**Exercise material**
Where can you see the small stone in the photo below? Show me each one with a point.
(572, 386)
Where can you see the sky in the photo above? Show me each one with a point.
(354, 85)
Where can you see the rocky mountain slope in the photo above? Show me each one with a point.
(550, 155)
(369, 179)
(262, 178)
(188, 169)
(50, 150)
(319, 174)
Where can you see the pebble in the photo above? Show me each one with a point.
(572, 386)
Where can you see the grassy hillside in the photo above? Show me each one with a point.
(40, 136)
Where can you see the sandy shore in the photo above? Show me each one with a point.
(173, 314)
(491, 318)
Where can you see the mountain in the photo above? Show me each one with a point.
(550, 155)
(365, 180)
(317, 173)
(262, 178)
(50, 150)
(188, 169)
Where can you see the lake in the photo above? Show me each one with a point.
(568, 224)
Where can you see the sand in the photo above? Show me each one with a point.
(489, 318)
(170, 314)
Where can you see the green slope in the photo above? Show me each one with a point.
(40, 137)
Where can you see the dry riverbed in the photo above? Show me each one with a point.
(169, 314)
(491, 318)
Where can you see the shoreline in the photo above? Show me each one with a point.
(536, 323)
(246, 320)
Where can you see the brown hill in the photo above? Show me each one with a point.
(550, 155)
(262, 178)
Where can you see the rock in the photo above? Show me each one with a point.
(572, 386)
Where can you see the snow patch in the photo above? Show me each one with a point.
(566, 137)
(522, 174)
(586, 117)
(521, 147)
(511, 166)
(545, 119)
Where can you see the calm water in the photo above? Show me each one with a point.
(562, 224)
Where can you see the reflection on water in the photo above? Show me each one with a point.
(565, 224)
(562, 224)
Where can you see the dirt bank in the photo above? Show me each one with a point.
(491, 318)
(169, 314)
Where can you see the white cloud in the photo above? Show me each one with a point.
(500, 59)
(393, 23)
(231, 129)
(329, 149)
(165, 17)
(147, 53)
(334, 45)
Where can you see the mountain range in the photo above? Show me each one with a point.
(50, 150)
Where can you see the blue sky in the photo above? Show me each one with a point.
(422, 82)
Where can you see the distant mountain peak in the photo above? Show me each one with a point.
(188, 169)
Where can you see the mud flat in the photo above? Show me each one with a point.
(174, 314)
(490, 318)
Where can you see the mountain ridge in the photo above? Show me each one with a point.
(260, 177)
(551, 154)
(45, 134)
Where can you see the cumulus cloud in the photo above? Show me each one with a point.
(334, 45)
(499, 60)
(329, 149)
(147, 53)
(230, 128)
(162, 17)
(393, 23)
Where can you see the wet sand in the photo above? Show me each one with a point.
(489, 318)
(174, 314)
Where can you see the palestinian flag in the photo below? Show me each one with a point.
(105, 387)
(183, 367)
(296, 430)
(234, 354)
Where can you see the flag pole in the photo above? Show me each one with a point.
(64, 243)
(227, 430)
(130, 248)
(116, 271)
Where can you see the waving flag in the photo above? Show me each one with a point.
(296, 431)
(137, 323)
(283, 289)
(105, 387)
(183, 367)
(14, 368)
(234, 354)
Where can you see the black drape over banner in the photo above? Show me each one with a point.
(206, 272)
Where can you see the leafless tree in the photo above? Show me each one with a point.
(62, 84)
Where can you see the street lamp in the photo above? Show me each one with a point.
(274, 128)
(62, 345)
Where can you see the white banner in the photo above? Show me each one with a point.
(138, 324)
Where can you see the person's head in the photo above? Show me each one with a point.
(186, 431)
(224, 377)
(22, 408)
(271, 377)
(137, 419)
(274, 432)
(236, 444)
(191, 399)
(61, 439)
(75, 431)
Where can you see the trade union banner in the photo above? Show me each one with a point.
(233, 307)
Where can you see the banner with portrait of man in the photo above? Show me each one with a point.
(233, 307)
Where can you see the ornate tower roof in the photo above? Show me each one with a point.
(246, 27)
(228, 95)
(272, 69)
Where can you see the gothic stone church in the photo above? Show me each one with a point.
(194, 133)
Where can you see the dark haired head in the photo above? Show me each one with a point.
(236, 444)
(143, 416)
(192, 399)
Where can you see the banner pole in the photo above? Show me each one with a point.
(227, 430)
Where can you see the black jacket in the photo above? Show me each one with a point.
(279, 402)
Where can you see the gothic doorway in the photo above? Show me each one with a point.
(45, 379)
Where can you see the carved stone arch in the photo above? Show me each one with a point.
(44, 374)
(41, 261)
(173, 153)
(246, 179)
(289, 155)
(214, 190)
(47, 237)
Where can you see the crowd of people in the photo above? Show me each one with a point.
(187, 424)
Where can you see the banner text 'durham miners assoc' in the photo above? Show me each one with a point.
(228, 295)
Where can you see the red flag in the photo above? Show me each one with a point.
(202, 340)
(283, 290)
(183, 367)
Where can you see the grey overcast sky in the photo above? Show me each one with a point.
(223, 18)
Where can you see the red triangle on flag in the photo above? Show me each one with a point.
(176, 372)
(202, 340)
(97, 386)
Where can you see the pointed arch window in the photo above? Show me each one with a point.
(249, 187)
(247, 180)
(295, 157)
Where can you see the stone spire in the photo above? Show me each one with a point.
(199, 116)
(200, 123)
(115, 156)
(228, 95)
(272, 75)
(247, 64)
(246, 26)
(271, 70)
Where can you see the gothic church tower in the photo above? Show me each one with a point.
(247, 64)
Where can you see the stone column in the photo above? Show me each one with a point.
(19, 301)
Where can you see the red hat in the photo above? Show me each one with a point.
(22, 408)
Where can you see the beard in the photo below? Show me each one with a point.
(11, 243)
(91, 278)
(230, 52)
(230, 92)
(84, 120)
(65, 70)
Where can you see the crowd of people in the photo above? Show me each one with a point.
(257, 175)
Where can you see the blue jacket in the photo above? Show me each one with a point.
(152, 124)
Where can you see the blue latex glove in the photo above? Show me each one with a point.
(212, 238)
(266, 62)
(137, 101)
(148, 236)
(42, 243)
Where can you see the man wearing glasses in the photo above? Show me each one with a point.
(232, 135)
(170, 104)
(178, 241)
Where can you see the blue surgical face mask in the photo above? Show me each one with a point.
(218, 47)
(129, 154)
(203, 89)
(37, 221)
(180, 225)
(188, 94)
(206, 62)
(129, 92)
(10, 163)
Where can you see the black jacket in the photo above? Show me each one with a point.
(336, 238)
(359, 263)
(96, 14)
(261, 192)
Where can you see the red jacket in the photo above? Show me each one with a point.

**Short task**
Copy all of the data above line for line, changing nothing.

**Answer to the exercise**
Where can you see the small stone in the photo below? Show me each one with a point.
(572, 386)
Where can you see the sky in the photo above? Show me each one with a point.
(354, 85)
Where can you see the rocky mountain slope in the photo above? Show me each one with a point.
(550, 155)
(369, 179)
(262, 178)
(188, 169)
(50, 150)
(319, 174)
Where can you see the pebble in the photo above? Show me each one with a point.
(572, 386)
Where can you see the grassy hillside in the photo above? Show me each one with a point.
(40, 136)
Where can you see the sandy shore in the photo above? Show me each one with a point.
(173, 314)
(491, 318)
Where can you see the mountain in the photo above? Show me each one with a point.
(550, 155)
(365, 180)
(317, 173)
(262, 178)
(50, 150)
(188, 169)
Where can you see the lake in the photo above? Show me each one with a point.
(568, 224)
Where can you see the sand in the photo above? Show me each one with a point.
(489, 318)
(170, 314)
Where can you see the green slope in the photo above? Show me each one with a point.
(40, 137)
Where can you see the dry riverbed in the photo above? Show me each one with a point.
(169, 314)
(491, 318)
Where can you see the shoreline in the photo above? Show me each one with a point.
(536, 323)
(246, 320)
Where can you see the brown hill in the photo above? Show me each one with a point.
(550, 155)
(262, 178)
Where can you see the rock in the photo above? Show me each one with a point.
(572, 386)
Where can you see the snow patch in the photo above? Show me each one with a point.
(566, 137)
(522, 174)
(586, 117)
(521, 147)
(511, 166)
(545, 119)
Where can you see the calm water in the photo above? Show me each one with a point.
(562, 224)
Where can you see the reflection on water in the photo above? Show me each one with a point.
(565, 224)
(562, 224)
Where can you see the dirt bank in the photo above? Show me each one with a point.
(491, 318)
(169, 314)
Where can you see the white cloud in the photo above? Show me each one with a point.
(500, 59)
(393, 23)
(231, 129)
(329, 149)
(165, 17)
(147, 53)
(334, 45)
Where can you see the mountain range in the photo above? Show me each one with a point.
(50, 150)
Where can you see the blue sky in the photo above? Show me each one with a point.
(422, 82)
Where can you see the distant mountain peak in the photo above? Show me each one with a point.
(188, 169)
Where can you see the mud flat in the photo above? Show me each one with a point.
(174, 314)
(490, 318)
Where can you see the mountain ridge in the photo above? Show me each one with a point.
(260, 177)
(551, 154)
(45, 134)
Where can you see the cumulus cloud in the photo above? Show me each one with a point.
(334, 45)
(499, 60)
(329, 149)
(147, 53)
(230, 128)
(162, 17)
(393, 23)
Where can you see the wet sand in the photo above? Show me each one with a point.
(489, 318)
(174, 314)
Where can you see the palestinian flag in the photo below? Show me each one with a point.
(105, 387)
(183, 367)
(296, 430)
(234, 354)
Where can you see the flag pole in the photo above? Show me each one with a point.
(64, 243)
(227, 430)
(130, 248)
(116, 271)
Where can you see the waving flag in the photo above? Show me each one with a point.
(296, 431)
(137, 323)
(283, 289)
(105, 387)
(183, 367)
(14, 368)
(234, 354)
Where can you see the black drape over banner in the photo above? Show me each one with a point.
(206, 272)
Where can you see the leafless tree in the photo above? Show me each one with a point.
(62, 84)
Where can you see the street lamp in the photo above? Show me each one with a point.
(274, 128)
(62, 345)
Where can you see the white banner in the photo above? Show me each one with a point.
(138, 324)
Where can you see the person's head in the photo above? Show me each one with a point.
(186, 431)
(224, 377)
(22, 408)
(271, 377)
(137, 419)
(274, 432)
(236, 444)
(191, 399)
(61, 439)
(75, 431)
Where can you see the trade union banner in the photo above? Show me each one with a point.
(233, 307)
Where can you see the banner with portrait of man in the photo above? Show me each one with a point.
(233, 307)
Where can you see the ornate tower roof in the photo above? Show me each one with a point.
(246, 27)
(228, 95)
(272, 69)
Where can you see the gothic stone church in the photo above? Show me each one with a point.
(194, 133)
Where can you see the dark haired head in the photo above? Show me each one with a point.
(236, 444)
(143, 416)
(192, 399)
Where can you see the banner pole in the photo above? Show me each one with a point.
(227, 430)
Where can you see the black jacket in the photo above? Show me each one with a point.
(279, 402)
Where can you see the gothic doorway in the photo above? Show me each one with a point.
(45, 379)
Where can you see the carved stone arch in the photo above? Show me each one with a point.
(44, 374)
(41, 261)
(173, 153)
(246, 179)
(289, 155)
(214, 190)
(47, 237)
Where can you see the crowd of people in the photo above? Show me each one with a point.
(187, 424)
Where can you see the banner text 'durham miners assoc' in the photo above? Show me each one with a point.
(228, 295)
Where can you see the red flag in the photo above? Show me each one with a point.
(202, 340)
(283, 290)
(183, 367)
Where can you see the grey overcast sky in the photo above? Show me each one with a point.
(223, 18)
Where can you see the red triangle on flag in the photo above? Show me each one with a point.
(176, 372)
(202, 340)
(97, 386)
Where can you see the pointed arch window in the photo above? Show me each one with a point.
(249, 187)
(247, 180)
(295, 157)
Where can you see the stone spire in the photo above? Show me each one with a point.
(199, 116)
(200, 123)
(115, 156)
(228, 95)
(272, 75)
(247, 64)
(246, 26)
(271, 70)
Where can you see the gothic church tower in the photo above? Show me each one with a point.
(247, 64)
Where can you see the stone column in the photo above? Show me each one with a point.
(19, 301)
Where can you see the red hat in the photo above? Show me each one with a point.
(22, 408)
Where can you see the beard in the photo below? Show me each one with a point.
(11, 243)
(91, 278)
(230, 52)
(230, 92)
(84, 120)
(65, 70)
Where can you see the crowd of people in the photo above? Show me each one with a point.
(257, 175)
Where can you see the blue jacket in the photo above? Show me each one with a point.
(152, 124)
Where can you see the blue latex glove in the photo above? Show me each one with a point.
(212, 238)
(266, 62)
(137, 101)
(148, 236)
(42, 243)
Where can you see the man wearing glasses in the photo above? Show me each one with a point.
(232, 135)
(170, 104)
(178, 241)
Where can you see the blue surgical face mask in the photo above? Show me each one with a point.
(218, 47)
(129, 154)
(203, 89)
(37, 221)
(180, 225)
(188, 94)
(206, 62)
(129, 92)
(10, 163)
Where can you see the black jacket in the photo above? Show me each one with a point.
(336, 238)
(359, 263)
(96, 14)
(261, 192)
Where can you see the red jacket in the photo above? Show me each one with a point.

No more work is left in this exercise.